- ENTRIES

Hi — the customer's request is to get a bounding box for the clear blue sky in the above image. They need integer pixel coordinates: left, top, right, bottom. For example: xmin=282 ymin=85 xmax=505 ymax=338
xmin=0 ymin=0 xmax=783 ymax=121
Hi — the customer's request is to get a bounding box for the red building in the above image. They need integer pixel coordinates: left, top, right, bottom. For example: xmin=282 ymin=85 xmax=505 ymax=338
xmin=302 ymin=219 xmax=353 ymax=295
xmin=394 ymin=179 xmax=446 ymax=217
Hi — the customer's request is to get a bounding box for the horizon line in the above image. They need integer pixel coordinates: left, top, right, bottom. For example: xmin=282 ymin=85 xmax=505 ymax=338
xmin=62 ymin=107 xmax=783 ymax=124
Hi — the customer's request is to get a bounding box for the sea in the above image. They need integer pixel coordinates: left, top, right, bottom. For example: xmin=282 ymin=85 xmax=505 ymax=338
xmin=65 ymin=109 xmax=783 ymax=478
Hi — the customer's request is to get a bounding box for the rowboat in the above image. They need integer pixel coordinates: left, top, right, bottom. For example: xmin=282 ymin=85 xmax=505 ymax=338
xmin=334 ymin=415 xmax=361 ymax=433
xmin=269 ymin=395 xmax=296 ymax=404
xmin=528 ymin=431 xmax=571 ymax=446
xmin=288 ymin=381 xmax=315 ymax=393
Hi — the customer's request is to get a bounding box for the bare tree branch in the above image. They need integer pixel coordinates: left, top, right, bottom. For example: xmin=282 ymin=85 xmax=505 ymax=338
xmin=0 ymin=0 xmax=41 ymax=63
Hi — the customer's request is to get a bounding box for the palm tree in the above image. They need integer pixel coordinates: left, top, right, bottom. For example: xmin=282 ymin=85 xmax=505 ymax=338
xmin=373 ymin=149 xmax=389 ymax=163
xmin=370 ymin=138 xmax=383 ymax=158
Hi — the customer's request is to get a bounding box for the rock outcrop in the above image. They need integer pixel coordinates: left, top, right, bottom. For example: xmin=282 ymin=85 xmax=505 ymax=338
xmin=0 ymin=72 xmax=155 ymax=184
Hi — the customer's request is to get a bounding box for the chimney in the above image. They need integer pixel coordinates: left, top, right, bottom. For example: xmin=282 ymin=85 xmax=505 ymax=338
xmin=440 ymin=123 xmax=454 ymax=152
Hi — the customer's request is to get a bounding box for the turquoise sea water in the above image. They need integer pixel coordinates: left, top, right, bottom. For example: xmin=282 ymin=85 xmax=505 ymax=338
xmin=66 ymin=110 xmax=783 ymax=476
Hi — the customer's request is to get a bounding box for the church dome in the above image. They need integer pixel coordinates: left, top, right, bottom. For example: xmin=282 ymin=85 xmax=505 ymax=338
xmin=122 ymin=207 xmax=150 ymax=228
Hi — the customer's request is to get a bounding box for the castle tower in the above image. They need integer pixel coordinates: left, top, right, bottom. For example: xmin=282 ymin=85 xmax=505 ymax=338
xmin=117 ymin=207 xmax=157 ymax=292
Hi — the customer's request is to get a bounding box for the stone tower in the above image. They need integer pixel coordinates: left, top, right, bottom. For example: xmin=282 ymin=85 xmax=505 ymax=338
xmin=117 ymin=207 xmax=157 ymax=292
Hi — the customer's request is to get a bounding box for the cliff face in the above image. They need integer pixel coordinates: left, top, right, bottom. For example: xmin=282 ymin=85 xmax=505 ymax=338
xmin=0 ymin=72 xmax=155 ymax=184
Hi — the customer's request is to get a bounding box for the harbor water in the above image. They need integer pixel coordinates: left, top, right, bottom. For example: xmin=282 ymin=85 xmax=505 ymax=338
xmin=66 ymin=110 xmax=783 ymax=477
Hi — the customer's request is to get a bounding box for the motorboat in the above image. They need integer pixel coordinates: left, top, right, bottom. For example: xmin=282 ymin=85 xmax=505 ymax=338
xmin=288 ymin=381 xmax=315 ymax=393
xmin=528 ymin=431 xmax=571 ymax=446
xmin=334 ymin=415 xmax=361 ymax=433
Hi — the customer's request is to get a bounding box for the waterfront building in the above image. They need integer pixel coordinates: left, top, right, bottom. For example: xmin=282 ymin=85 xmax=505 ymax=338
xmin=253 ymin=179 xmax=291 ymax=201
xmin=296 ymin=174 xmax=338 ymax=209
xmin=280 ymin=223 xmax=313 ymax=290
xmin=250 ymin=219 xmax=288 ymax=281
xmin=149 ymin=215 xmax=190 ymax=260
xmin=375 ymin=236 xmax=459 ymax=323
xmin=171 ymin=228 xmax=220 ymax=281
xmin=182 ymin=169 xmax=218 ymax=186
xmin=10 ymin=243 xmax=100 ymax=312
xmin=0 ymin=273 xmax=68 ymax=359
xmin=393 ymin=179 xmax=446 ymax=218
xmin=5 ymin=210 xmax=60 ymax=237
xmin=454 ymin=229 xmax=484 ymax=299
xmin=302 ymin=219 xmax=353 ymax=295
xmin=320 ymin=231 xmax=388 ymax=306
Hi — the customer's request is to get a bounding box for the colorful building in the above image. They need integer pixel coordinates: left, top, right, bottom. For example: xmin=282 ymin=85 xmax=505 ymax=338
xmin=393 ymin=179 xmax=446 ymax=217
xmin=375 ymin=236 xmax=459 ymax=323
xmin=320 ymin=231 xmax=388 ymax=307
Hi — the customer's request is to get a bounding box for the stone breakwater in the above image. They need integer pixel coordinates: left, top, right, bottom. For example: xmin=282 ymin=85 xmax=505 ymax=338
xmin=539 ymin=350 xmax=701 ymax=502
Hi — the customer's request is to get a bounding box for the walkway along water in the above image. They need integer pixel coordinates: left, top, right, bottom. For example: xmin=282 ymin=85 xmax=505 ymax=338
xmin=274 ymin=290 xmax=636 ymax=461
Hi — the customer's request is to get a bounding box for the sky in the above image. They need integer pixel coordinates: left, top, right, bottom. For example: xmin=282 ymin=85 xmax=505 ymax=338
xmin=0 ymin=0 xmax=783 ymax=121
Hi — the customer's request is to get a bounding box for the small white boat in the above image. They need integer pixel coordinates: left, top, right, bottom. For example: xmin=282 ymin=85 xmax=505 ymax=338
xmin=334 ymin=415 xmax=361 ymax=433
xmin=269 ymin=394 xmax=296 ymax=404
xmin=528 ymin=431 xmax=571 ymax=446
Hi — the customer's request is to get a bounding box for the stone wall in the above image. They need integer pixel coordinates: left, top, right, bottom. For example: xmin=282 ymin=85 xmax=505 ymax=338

- SHORT PROBLEM
Could you copy every one of the items above word for word, without changing or leaving out a single line?

- REPLY
Hi — the customer's request is to get a bounding box for the clear blue sky in the above image. They need integer pixel coordinates: left, top, right, bottom. For example: xmin=282 ymin=85 xmax=505 ymax=338
xmin=0 ymin=0 xmax=783 ymax=121
Hi — the customer's request is to get a bounding box for the red building in the above image. They need integer pixel coordinates: left, top, right, bottom. For example: xmin=282 ymin=85 xmax=505 ymax=338
xmin=302 ymin=219 xmax=353 ymax=295
xmin=394 ymin=179 xmax=446 ymax=217
Hi — the customer's request is to get a bounding box for the horizon line in the above image. They need integer pixel coordinates: left, top, right, bottom. For example: xmin=282 ymin=85 xmax=505 ymax=338
xmin=62 ymin=107 xmax=783 ymax=124
Hi — the customer's request is to get a bounding box for the sea in the above image. They need integer pixel coordinates: left, top, right, bottom. For example: xmin=282 ymin=85 xmax=505 ymax=338
xmin=65 ymin=109 xmax=783 ymax=478
Hi — the customer's request is to get a bounding box for the rowboat in the above image. They need integer pixel coordinates: left, top, right, bottom. For example: xmin=282 ymin=85 xmax=505 ymax=338
xmin=334 ymin=415 xmax=361 ymax=433
xmin=269 ymin=395 xmax=296 ymax=404
xmin=528 ymin=431 xmax=571 ymax=446
xmin=288 ymin=381 xmax=315 ymax=393
Hi — the customer's request is to get a bounding box for the bare tree branch in the above image. They need integer pixel coordinates: left, top, right, bottom. For example: xmin=282 ymin=85 xmax=505 ymax=338
xmin=0 ymin=0 xmax=41 ymax=63
Hi — the customer's request is to get a bounding box for the palm tree in the above image. They need integer pixel coordinates: left, top, right, bottom. For example: xmin=282 ymin=85 xmax=505 ymax=338
xmin=373 ymin=149 xmax=389 ymax=163
xmin=370 ymin=138 xmax=383 ymax=158
Hi — the customer's request is to get a bounding box for the rock outcrop in the above image. They need integer pixel coordinates: left, top, right, bottom. For example: xmin=282 ymin=85 xmax=505 ymax=338
xmin=0 ymin=72 xmax=155 ymax=184
Hi — the customer's request is to get a bounding box for the chimney in the above image. They need integer pixel coordinates: left, top, right, bottom. For example: xmin=282 ymin=85 xmax=505 ymax=338
xmin=440 ymin=123 xmax=454 ymax=152
Hi — the customer's request is to get a bounding box for the turquoise sea water in the above image. They need integer pixel coordinates: left, top, right, bottom. For example: xmin=282 ymin=85 xmax=505 ymax=338
xmin=66 ymin=110 xmax=783 ymax=476
Hi — the customer's request is to get a bounding box for the church dome in the above image. They need integer pixel coordinates: left, top, right, bottom. For example: xmin=282 ymin=85 xmax=505 ymax=338
xmin=122 ymin=207 xmax=150 ymax=228
Hi — the customer's request is to get a bounding box for the castle tower in the above image. They need integer pixel coordinates: left, top, right, bottom. For example: xmin=282 ymin=85 xmax=505 ymax=338
xmin=117 ymin=207 xmax=157 ymax=292
Hi — the customer's request is to get a bounding box for the stone tower in the above image. They need integer pixel coordinates: left, top, right, bottom. For example: xmin=282 ymin=85 xmax=505 ymax=338
xmin=117 ymin=207 xmax=157 ymax=292
Hi — the customer's request is to get a bounding box for the cliff face in the above image. They need integer pixel coordinates: left, top, right, bottom. For example: xmin=282 ymin=85 xmax=505 ymax=338
xmin=0 ymin=72 xmax=155 ymax=184
Hi — the customer's request is to get a bounding box for the harbor water in the above image. They need integer pixel coordinates: left, top, right, bottom. For example: xmin=282 ymin=85 xmax=505 ymax=338
xmin=66 ymin=110 xmax=783 ymax=477
Hi — the customer's request is to get a bounding box for the motorboat in the above image. They need integer pixel coordinates: left, top, right, bottom. For example: xmin=282 ymin=85 xmax=505 ymax=338
xmin=288 ymin=381 xmax=315 ymax=393
xmin=528 ymin=431 xmax=571 ymax=446
xmin=334 ymin=415 xmax=361 ymax=433
Hi — the customer's request is to get a bounding box for the waterfront building in the above image. They need integer pixel coordinates: left, top, right, bottom. For example: xmin=282 ymin=85 xmax=505 ymax=338
xmin=253 ymin=179 xmax=291 ymax=201
xmin=296 ymin=174 xmax=338 ymax=209
xmin=280 ymin=223 xmax=313 ymax=290
xmin=250 ymin=219 xmax=288 ymax=281
xmin=149 ymin=215 xmax=190 ymax=260
xmin=375 ymin=236 xmax=459 ymax=323
xmin=171 ymin=228 xmax=220 ymax=281
xmin=182 ymin=169 xmax=218 ymax=186
xmin=10 ymin=243 xmax=100 ymax=312
xmin=0 ymin=273 xmax=68 ymax=359
xmin=393 ymin=179 xmax=446 ymax=218
xmin=5 ymin=210 xmax=60 ymax=237
xmin=454 ymin=229 xmax=484 ymax=299
xmin=302 ymin=219 xmax=353 ymax=295
xmin=320 ymin=231 xmax=388 ymax=306
Hi — the customer's request is to get a bounding box for the colorful building in the above image. They need integer pixel coordinates: left, top, right, bottom. For example: xmin=282 ymin=85 xmax=505 ymax=338
xmin=393 ymin=179 xmax=446 ymax=217
xmin=375 ymin=236 xmax=459 ymax=323
xmin=320 ymin=231 xmax=388 ymax=307
Hi — the customer's request is to get a bounding box for the stone breakwater in the above image. They need integer pixel coordinates: left, top, right, bottom. For example: xmin=282 ymin=85 xmax=505 ymax=338
xmin=539 ymin=350 xmax=701 ymax=502
Hi — the customer's request is to get a bounding box for the walkway along water in the above image. They need integer pixel coordinates: left, top, right, bottom. For example: xmin=282 ymin=85 xmax=505 ymax=338
xmin=274 ymin=290 xmax=636 ymax=461
Hi — the customer's request is to get a bounding box for the sky in the above image. They need integer pixel coordinates: left, top, right, bottom. For example: xmin=282 ymin=85 xmax=505 ymax=338
xmin=0 ymin=0 xmax=783 ymax=121
Hi — the customer's request is to get a bounding box for the small white boat in the above image. They need integer pixel coordinates: left, top, right, bottom. For example: xmin=282 ymin=85 xmax=505 ymax=338
xmin=334 ymin=415 xmax=361 ymax=433
xmin=269 ymin=394 xmax=296 ymax=404
xmin=528 ymin=431 xmax=571 ymax=446
Hi — the customer's request is to get a bounding box for the stone wall in the above image. They need integer pixel coordinates: left, top, right, bottom. For example: xmin=282 ymin=85 xmax=505 ymax=338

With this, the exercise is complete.